*EXERCISE DESCRIPTION*. Every entry should be repeated exactly. Omit the pictures.
[begin MATERIAL FOR THE TASK]
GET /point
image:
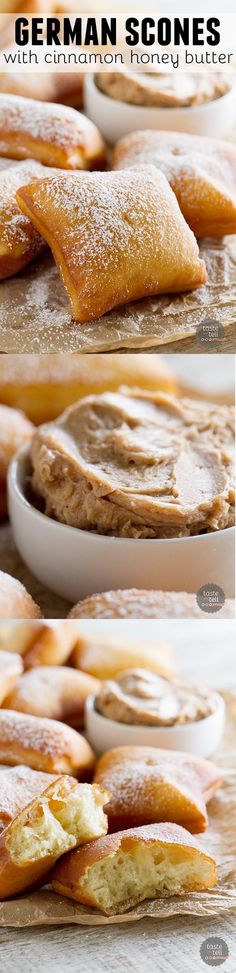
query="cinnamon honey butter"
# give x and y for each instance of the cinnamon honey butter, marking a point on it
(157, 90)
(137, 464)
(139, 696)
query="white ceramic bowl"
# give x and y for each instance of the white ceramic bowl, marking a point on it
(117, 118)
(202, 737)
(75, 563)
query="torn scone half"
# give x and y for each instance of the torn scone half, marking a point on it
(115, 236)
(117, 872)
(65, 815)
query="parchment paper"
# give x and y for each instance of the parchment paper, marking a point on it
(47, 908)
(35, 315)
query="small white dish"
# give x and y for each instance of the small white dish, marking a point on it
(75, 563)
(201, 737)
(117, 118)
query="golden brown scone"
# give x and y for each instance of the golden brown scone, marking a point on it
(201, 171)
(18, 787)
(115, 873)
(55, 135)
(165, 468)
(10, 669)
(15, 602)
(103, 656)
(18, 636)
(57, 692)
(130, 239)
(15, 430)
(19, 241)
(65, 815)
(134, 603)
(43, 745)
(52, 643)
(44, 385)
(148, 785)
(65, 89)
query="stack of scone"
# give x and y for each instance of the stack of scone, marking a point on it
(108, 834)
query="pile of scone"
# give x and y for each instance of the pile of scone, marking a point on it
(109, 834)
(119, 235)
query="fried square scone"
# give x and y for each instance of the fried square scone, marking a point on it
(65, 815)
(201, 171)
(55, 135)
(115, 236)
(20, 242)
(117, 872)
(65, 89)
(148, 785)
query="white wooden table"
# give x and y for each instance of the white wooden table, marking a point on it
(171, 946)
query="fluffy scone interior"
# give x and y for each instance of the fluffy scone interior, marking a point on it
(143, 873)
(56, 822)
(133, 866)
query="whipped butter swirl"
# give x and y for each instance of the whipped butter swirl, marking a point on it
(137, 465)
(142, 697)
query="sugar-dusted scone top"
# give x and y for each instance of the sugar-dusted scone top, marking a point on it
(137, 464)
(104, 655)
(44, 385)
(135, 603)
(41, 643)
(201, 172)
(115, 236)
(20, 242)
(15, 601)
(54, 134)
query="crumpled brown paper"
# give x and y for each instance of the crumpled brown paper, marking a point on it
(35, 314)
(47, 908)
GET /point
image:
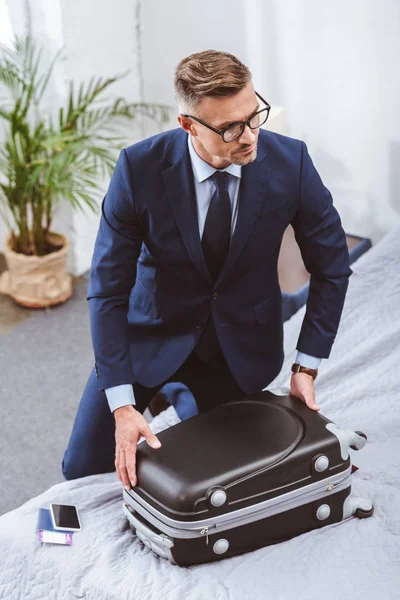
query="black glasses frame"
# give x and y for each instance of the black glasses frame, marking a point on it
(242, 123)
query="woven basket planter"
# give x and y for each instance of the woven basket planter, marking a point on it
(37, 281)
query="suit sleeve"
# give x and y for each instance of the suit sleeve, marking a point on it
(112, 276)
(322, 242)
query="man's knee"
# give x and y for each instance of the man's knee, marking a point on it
[end MATERIAL FOR THE TASK]
*THE COMPLETED TASK*.
GET /point
image:
query="cinnamon honey butter"
# give x and y for each instance of the cinnamon honey butter, marking a point on it
(157, 90)
(137, 464)
(139, 696)
query="white ceramic bowl"
# give x and y for each instance of the white ceramic bowl, marking a point on it
(117, 118)
(202, 737)
(75, 563)
query="torn scone half"
# give x and y for each instance of the torn scone half, marking a point on it
(115, 236)
(117, 872)
(65, 815)
query="parchment paper"
# give x and y for each instance of the parchment paper, marking a point on it
(47, 908)
(35, 315)
query="small white dish"
# give x and y for each instance of the small white dish, marking a point on it
(75, 563)
(201, 737)
(117, 118)
query="golden brown scone"
# give x and y for each instance of the golden brown scone, marking a point on it
(201, 171)
(18, 787)
(115, 873)
(55, 135)
(165, 468)
(10, 669)
(15, 602)
(103, 656)
(18, 636)
(57, 692)
(130, 239)
(15, 430)
(19, 241)
(65, 815)
(134, 603)
(43, 745)
(52, 643)
(44, 385)
(148, 785)
(65, 89)
query="stack of scone"
# give x and y for each instance of the stack of scone, marking a point on it
(108, 834)
query="pile of scone"
# give x and y for each instance of the pile of scone, marking a point on it
(109, 834)
(119, 235)
query="fried square scone"
# give x and y for each instance of the fried square scone, marking a point on it
(65, 815)
(201, 171)
(55, 135)
(115, 236)
(20, 242)
(117, 872)
(65, 89)
(148, 785)
query="white wooden table"
# give x and y for each instance of the white wooden table, marking a point on it
(171, 946)
query="fluffy scone interior"
# give x and y for each instance of the fluffy scone interior, marking a point on it
(143, 873)
(56, 822)
(133, 866)
query="whipped butter swirl"
# give x and y for each instance of the whipped butter swirl, marking a point on it
(137, 465)
(142, 697)
query="sugar-dusted scone top"
# give x and y for each instance of the sugar-dusted scone top, marking a point on it
(137, 464)
(104, 655)
(44, 385)
(135, 603)
(41, 643)
(201, 172)
(115, 236)
(20, 242)
(15, 601)
(54, 134)
query="crumpled brown paper"
# give x and y for each instance of the crumpled brown paper, marking a point on it
(35, 314)
(47, 908)
GET /point
image:
query="black glasses frame"
# give x and y for each instance of the black glasses frame, marking a point on it
(242, 123)
query="woven basket planter"
# give x and y for each instance of the woven basket planter, marking a point on it
(37, 281)
query="suit sleeve"
# give x and y for each instance of the suit sleeve, marking a point on it
(112, 276)
(322, 242)
query="man's knee"
# give x and y for each instance of the man's knee, marking a point on it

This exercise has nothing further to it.